WRITTEN EXERCISE:
Render the stretch below, from the line containing "Please segment every instance of the **man" through the line containing "M 180 173 L", as a JSON list of strings with one string per line, leaving out any blank lines.

MATERIAL FOR THIS EXERCISE:
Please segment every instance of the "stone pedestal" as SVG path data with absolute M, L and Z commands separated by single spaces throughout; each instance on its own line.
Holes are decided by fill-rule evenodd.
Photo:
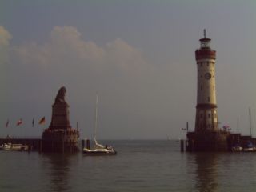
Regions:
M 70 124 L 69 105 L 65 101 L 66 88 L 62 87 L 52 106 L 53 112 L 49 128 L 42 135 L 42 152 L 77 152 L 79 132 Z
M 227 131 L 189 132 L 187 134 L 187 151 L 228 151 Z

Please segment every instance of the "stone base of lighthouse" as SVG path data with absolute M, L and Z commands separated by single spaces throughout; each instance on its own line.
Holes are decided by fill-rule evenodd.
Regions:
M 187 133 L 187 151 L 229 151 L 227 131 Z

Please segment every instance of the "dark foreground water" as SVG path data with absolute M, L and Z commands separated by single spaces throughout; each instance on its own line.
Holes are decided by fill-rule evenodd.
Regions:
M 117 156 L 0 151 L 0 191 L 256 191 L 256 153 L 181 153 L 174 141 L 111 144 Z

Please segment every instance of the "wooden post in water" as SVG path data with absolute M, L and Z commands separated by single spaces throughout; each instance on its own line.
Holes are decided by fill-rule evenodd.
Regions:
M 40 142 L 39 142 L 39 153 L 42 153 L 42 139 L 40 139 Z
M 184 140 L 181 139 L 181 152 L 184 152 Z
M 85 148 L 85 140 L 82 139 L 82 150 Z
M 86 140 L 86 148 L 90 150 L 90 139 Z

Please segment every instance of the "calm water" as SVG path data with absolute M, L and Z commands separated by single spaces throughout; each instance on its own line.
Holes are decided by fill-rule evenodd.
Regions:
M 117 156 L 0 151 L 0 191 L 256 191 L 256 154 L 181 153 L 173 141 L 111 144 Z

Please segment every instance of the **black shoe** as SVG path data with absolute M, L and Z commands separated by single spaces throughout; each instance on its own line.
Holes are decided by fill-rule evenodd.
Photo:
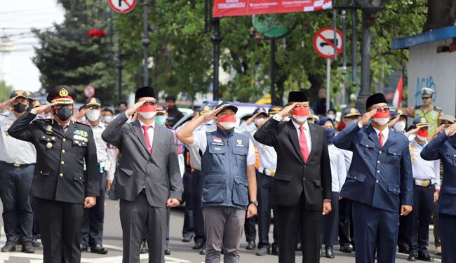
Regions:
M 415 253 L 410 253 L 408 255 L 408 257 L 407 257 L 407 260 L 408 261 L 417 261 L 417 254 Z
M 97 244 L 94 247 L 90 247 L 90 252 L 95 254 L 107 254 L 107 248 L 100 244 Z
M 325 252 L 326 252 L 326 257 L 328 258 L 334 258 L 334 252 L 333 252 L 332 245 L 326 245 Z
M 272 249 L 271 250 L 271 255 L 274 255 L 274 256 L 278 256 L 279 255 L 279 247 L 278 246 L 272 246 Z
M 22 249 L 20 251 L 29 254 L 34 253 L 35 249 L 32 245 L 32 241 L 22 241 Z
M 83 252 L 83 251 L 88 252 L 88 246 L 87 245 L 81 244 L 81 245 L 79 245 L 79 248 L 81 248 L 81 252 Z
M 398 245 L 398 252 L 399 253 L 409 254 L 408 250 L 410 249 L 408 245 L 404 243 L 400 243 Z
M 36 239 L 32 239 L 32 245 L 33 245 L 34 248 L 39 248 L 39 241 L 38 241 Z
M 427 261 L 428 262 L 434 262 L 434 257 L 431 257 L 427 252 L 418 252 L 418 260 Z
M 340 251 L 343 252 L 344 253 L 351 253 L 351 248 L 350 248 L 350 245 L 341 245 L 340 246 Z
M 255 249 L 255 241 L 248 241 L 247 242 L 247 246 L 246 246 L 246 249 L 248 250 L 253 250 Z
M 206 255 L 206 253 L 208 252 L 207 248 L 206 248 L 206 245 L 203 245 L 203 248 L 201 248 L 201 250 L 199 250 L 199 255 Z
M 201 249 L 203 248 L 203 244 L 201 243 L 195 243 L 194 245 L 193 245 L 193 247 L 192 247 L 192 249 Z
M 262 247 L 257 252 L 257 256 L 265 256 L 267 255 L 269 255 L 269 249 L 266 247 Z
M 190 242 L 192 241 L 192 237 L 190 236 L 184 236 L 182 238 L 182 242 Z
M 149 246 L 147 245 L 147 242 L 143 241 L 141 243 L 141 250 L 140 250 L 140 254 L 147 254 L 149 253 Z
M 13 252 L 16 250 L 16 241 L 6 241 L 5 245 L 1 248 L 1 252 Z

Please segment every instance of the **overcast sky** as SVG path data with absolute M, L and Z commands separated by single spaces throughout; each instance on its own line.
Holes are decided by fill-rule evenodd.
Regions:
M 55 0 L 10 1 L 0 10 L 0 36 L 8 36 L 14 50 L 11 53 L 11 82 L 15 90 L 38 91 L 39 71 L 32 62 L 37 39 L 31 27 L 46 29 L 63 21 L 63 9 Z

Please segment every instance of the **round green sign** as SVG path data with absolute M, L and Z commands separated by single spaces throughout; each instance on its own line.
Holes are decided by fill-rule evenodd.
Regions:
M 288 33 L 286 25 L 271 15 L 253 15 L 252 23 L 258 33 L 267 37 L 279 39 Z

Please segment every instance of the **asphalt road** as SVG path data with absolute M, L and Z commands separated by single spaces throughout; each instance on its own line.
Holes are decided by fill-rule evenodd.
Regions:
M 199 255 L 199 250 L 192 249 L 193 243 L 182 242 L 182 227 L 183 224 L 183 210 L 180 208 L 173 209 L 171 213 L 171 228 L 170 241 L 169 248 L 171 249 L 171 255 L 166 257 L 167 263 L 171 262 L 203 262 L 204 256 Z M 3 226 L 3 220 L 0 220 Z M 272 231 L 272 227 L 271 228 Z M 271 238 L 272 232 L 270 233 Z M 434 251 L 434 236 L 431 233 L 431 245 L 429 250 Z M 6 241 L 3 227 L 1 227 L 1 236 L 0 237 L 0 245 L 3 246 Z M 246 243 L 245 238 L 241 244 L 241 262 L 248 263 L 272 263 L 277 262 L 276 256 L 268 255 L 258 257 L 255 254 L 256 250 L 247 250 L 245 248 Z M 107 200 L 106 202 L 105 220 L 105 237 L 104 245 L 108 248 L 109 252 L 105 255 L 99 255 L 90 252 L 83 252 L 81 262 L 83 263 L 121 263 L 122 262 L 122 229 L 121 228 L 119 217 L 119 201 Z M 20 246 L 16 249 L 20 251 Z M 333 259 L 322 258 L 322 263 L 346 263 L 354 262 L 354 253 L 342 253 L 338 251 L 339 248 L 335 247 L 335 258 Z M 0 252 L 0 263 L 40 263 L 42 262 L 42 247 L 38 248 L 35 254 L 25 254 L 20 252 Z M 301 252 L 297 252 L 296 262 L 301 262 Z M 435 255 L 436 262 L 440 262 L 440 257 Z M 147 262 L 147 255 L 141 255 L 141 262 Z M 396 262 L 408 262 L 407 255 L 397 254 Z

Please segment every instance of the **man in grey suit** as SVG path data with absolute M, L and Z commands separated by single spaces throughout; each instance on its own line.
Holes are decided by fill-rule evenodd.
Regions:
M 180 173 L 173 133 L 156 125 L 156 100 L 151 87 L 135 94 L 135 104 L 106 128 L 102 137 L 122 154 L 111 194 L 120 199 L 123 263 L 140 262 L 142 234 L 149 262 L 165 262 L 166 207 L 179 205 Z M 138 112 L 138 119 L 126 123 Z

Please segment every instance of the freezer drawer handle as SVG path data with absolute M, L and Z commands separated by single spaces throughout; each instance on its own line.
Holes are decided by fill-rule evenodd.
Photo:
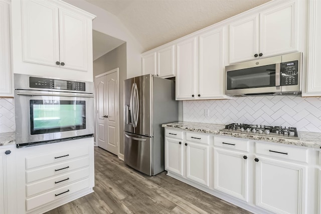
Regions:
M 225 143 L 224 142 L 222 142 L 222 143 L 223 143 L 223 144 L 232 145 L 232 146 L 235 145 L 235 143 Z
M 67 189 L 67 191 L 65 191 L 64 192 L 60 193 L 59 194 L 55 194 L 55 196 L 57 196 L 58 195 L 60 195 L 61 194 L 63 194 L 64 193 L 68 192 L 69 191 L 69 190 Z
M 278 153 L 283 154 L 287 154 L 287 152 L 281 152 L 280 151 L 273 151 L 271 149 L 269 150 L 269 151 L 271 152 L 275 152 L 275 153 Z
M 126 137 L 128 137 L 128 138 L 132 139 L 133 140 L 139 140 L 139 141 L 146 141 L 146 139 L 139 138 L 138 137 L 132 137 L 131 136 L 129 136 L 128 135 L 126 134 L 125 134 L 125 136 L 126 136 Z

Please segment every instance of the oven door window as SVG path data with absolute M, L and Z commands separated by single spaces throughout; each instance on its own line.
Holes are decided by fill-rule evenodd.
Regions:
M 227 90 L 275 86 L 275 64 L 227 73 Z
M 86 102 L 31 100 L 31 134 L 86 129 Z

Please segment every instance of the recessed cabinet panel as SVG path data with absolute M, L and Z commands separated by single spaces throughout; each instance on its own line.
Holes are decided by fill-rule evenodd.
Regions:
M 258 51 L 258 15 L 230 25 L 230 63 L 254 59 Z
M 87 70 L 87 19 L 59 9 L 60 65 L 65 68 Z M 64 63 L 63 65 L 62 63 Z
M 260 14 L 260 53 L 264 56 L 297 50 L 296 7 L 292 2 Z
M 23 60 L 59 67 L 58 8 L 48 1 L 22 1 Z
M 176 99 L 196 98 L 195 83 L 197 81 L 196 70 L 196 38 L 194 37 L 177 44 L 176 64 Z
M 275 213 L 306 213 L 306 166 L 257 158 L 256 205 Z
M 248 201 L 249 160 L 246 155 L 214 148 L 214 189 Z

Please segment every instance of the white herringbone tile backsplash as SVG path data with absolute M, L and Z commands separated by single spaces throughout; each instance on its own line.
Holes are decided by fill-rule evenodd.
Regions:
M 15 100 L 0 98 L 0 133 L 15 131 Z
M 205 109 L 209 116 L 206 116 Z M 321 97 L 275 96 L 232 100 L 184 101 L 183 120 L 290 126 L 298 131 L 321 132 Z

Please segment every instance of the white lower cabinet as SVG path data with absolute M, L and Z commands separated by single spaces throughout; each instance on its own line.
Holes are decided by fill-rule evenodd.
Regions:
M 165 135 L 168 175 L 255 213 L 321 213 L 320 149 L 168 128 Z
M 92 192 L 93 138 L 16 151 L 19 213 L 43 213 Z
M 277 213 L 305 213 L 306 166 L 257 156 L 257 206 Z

ANSWER TO THIS EXERCISE:
[
  "Please segment every instance of the **man in grey suit** as SVG path data with absolute M, L and Z commands separated by single spaces throughout; each instance on its own line.",
  "Holes are decided by fill-rule evenodd.",
  "Regions:",
  "M 180 173 L 173 133 L 156 125 L 156 100 L 151 87 L 135 94 L 135 104 L 106 128 L 102 137 L 122 154 L 111 194 L 120 199 L 123 263 L 140 262 L 142 234 L 149 262 L 165 262 L 166 207 L 179 205 Z M 138 112 L 138 119 L 126 123 Z"
]